- PASSAGE PROVIDED:
* start *
The Cairns Post

AUSSIES IN LINE OF FIRE

OUR ASHES PREVIEW:

- RUSSELL GOULD

IT IS what it is.

That’s the five-word mantra underpinni­ng Australia’s public attitude to what’s about to smack Steve Smith and David Warner, and probably Cameron Bancroft too, right in the face from the ammunition­filled, target-loving English crowds during the Ashes.

Smith and Warner have been the two most uttered names in the build-up to the first Test.

Banned for a year, banned from all leadership roles too for their part as leaders in, and organisers of, last year’s ball-tampering scandal, the pair are back under their baggy green caps this week for the first time since it all went down.

Where else but England for those first Test steps.

Every time an Australian player, or coach, has been put in front of a microphone since arriving in England in June for the World Cup, it has come up.

Are they ready for the boos? How will they handle it? Do you talk to them about it?

Smith and Warner have played 138 Tests between them, they’ve scored 12,562 runs. They’ve been through a lot. They got through the World Cup too.

They have never been through this before, though.

It will be 25 days, should all the matches go the distance, of not just booing.

The Barmy Army has them in their sights. They’ve got nine songs planned, at least, to sing all day, every day.

Former Aussie bowler Mitchell Johnson copped it relentless­ly in 2011. They sang and they sang, about him, his family, his mum. He conceded it got to him.

The locals call the Birmingham ground ‘Fortress Edgbaston’. The Hollies Stand is the most raucous in English cricket.

They will be going off from ball one, especially if Warner and Bancroft walk out to bat together.

“Something about the crowd here they do just love a big game,” England captain Joe Root said earlier this week.

“That Hollies Stand gets very rowdy at times and I’m sure will have some sort of an input into the game over the five days.”

Despite all that, all that fer

vor, all that expectatio­n about what might come, the theme emanating from the Australian camp, a deliberate one, is of calm. Or it could be just a brave front.

“It is what it is,” Aussie coach Justin Langer said, not once, but numerous times.

“They’ll be prepared. It will be new for Cameron. But it is what it is, there’s nothing we can do about it.

“I thought the boys were brilliant during the World Cup. They handled it with dignity, kept smiling their way through it and played really well.”

“It’s 100 per cent out of our control. There’s nothing we can do about it. That’s OK.”

Steve Waugh has been an English enemy too. Called “ruthless” when he was Test captain, chided for his work in the area of mental disintegra­tion, he knows all about trying to get under someone’s skin.
* end *
- DIRECTIONS:
1. List every person named in the Ashes preview.
2. Rewrite the part of the Ashes preview that begins with the words "They have never" and ends with "day, every day.", substituting "jeering" for "booing".

- RAW DATA:
* start *
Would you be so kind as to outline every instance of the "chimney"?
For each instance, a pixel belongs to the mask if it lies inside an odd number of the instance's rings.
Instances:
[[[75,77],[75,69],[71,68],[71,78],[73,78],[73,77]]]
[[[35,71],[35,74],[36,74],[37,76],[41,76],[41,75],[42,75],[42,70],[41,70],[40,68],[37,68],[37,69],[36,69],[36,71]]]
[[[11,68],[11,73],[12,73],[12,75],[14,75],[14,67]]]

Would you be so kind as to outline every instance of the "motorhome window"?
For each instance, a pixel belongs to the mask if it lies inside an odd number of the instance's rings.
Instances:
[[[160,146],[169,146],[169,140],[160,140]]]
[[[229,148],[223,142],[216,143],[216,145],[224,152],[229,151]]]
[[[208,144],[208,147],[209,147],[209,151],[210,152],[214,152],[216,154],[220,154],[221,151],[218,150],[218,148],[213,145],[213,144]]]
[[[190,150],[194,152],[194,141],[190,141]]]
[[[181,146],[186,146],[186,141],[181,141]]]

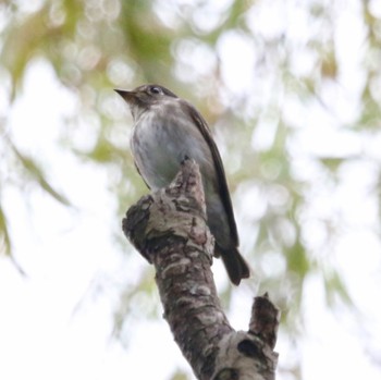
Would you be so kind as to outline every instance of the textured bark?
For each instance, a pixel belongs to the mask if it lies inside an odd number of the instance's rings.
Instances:
[[[279,311],[267,295],[256,297],[249,330],[230,326],[210,270],[213,237],[194,161],[183,163],[169,187],[131,207],[123,231],[155,265],[164,318],[198,379],[274,378]]]

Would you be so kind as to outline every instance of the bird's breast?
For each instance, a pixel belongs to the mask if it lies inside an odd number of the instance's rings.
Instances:
[[[147,184],[161,188],[172,182],[184,158],[193,158],[205,176],[213,177],[209,146],[190,118],[176,107],[140,115],[131,140],[136,166]]]

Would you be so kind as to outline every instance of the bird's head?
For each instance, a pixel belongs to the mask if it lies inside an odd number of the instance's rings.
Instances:
[[[143,85],[131,91],[124,89],[115,89],[115,91],[128,103],[135,120],[151,106],[168,98],[177,98],[168,88],[155,84]]]

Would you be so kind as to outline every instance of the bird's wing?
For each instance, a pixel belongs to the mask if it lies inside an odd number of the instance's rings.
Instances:
[[[201,133],[201,135],[204,136],[208,146],[211,149],[211,155],[213,158],[214,168],[216,168],[218,179],[219,179],[218,192],[221,196],[223,207],[224,207],[226,216],[228,216],[229,226],[231,230],[232,238],[234,240],[234,243],[236,244],[236,246],[238,246],[237,226],[235,224],[232,200],[230,197],[228,182],[226,182],[226,175],[225,175],[225,171],[223,169],[223,163],[222,163],[220,152],[219,152],[217,145],[214,143],[214,139],[211,135],[210,128],[209,128],[207,122],[201,117],[201,114],[192,105],[189,105],[185,100],[182,102],[182,107],[183,107],[184,111],[187,114],[189,114],[190,119],[195,122],[199,132]]]

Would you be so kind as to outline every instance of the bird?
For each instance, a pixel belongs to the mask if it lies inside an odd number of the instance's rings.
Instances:
[[[188,101],[157,84],[133,90],[115,89],[133,117],[131,150],[148,188],[168,186],[185,158],[199,168],[206,198],[207,224],[214,236],[214,256],[221,257],[235,285],[250,274],[238,250],[238,233],[226,176],[210,128]]]

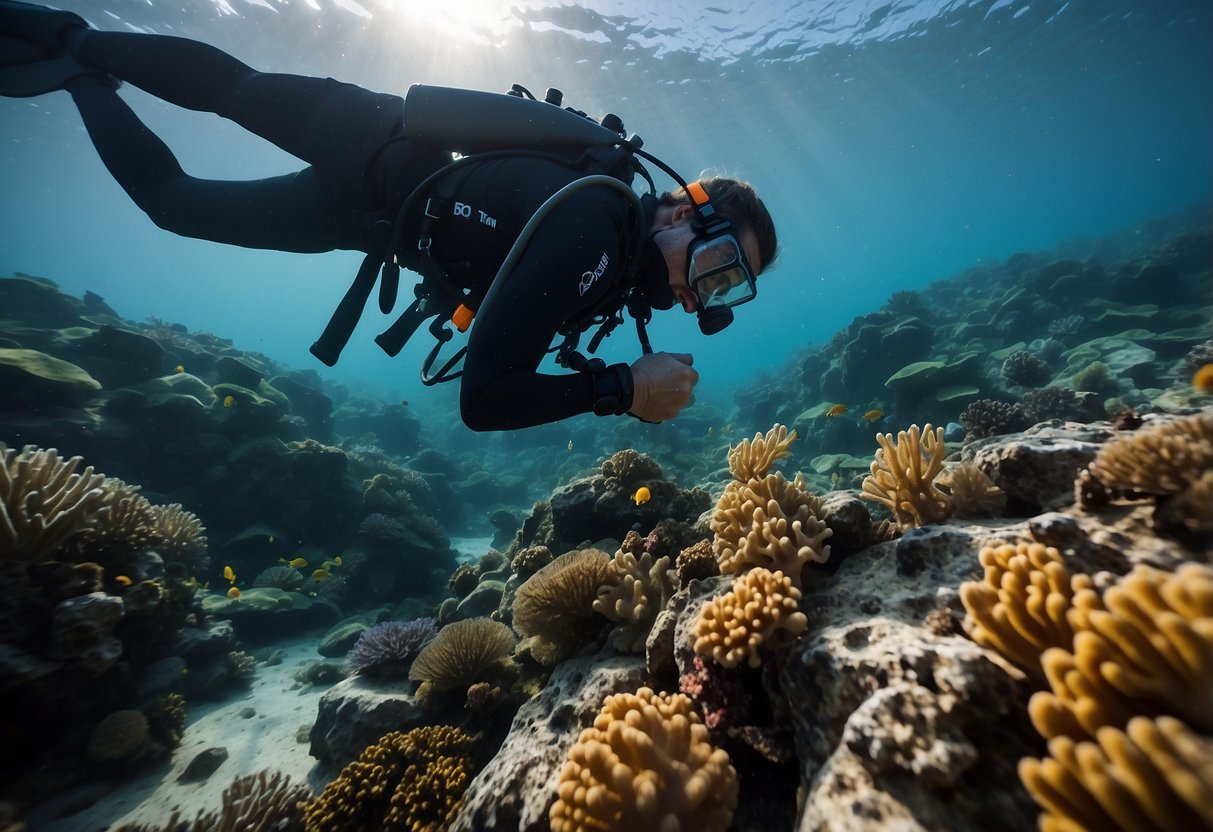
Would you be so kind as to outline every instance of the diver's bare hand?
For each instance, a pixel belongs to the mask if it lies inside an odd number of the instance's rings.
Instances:
[[[632,363],[632,406],[628,410],[645,422],[673,418],[695,399],[691,391],[699,374],[690,353],[650,353]]]

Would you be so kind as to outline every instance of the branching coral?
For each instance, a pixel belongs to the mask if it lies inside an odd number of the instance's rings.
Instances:
[[[966,632],[1043,684],[1041,654],[1070,646],[1067,614],[1099,606],[1094,585],[1086,575],[1071,577],[1061,553],[1042,543],[987,546],[979,558],[985,580],[961,585]]]
[[[1044,654],[1053,693],[1029,705],[1037,730],[1094,736],[1144,712],[1213,730],[1213,569],[1137,566],[1104,593],[1103,605],[1071,614],[1072,648]]]
[[[786,424],[776,424],[765,435],[756,433],[753,439],[742,439],[729,449],[729,473],[733,479],[745,483],[765,477],[775,462],[791,454],[796,431],[787,432]]]
[[[33,445],[21,452],[0,443],[0,552],[8,560],[34,562],[96,524],[104,505],[104,477],[92,466],[75,473],[81,457]]]
[[[209,563],[206,554],[206,530],[203,522],[193,512],[187,512],[181,503],[155,506],[158,546],[165,563],[181,563],[195,572],[205,571]]]
[[[451,725],[392,731],[303,805],[307,832],[429,832],[459,814],[473,740]]]
[[[438,631],[438,636],[417,654],[409,668],[409,678],[421,683],[417,700],[428,703],[437,693],[483,682],[490,668],[513,650],[514,634],[500,621],[455,621]]]
[[[801,591],[782,572],[751,569],[733,588],[705,602],[695,621],[695,653],[724,667],[746,661],[758,667],[758,650],[779,637],[804,632],[808,619],[801,612]]]
[[[1104,445],[1088,466],[1115,494],[1181,494],[1213,469],[1213,412],[1162,422]]]
[[[543,566],[518,587],[514,628],[533,637],[531,655],[554,665],[575,650],[593,626],[598,589],[611,579],[611,558],[600,549],[575,549]]]
[[[885,506],[902,529],[946,520],[947,495],[935,485],[947,456],[944,428],[928,423],[919,433],[911,424],[898,433],[896,444],[892,433],[877,433],[876,441],[881,448],[860,496]]]
[[[946,481],[945,481],[946,480]],[[953,517],[998,517],[1007,507],[1007,495],[973,462],[962,462],[940,477]]]
[[[383,621],[358,637],[346,661],[355,673],[386,679],[405,678],[417,654],[438,634],[433,619]],[[512,646],[512,645],[511,645]]]
[[[644,653],[657,612],[677,588],[668,555],[654,563],[644,551],[644,538],[630,531],[611,560],[611,577],[593,602],[594,612],[616,622],[611,646],[622,653]]]
[[[787,480],[768,473],[787,456],[796,439],[782,424],[765,437],[754,434],[729,450],[729,483],[712,513],[712,546],[724,575],[740,575],[751,566],[782,571],[801,586],[801,571],[810,560],[830,559],[826,540],[833,534],[821,520],[821,500],[804,488],[804,477]]]
[[[616,694],[569,751],[548,817],[552,832],[723,832],[738,776],[682,694]]]
[[[1094,742],[1055,737],[1019,776],[1043,832],[1213,828],[1213,742],[1169,717],[1105,725]]]

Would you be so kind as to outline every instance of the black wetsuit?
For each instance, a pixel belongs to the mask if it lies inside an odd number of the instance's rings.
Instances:
[[[371,252],[382,222],[431,172],[450,161],[442,148],[403,138],[404,102],[332,79],[258,73],[211,46],[180,38],[93,32],[73,44],[78,58],[158,98],[216,113],[309,166],[257,181],[197,179],[101,80],[68,86],[106,166],[161,228],[252,249]],[[469,114],[469,116],[473,116]],[[474,118],[474,116],[473,116]],[[449,273],[485,290],[518,232],[547,196],[582,176],[551,161],[499,159],[466,165],[443,195],[432,255]],[[422,200],[423,203],[425,200]],[[405,228],[416,227],[417,216]],[[605,186],[573,194],[536,229],[494,302],[472,326],[460,409],[478,431],[553,422],[616,401],[631,405],[631,372],[537,372],[569,319],[593,309],[626,274],[634,223],[627,198]],[[421,266],[416,232],[402,264]],[[633,246],[634,247],[634,246]]]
* end *
- THE ANSWERS:
1. Russell Gould, Steve Smith, David Warner, Cameron Bancroft, Mitchell Johnson, Joe Root, Justin Langer, Steve Waugh

2.
They have never been through this before, though.

It will be 25 days, should all the matches go the distance, of not just jeering.

The Barmy Army has them in their sights. They’ve got nine songs planned, at least, to sing all day, every day.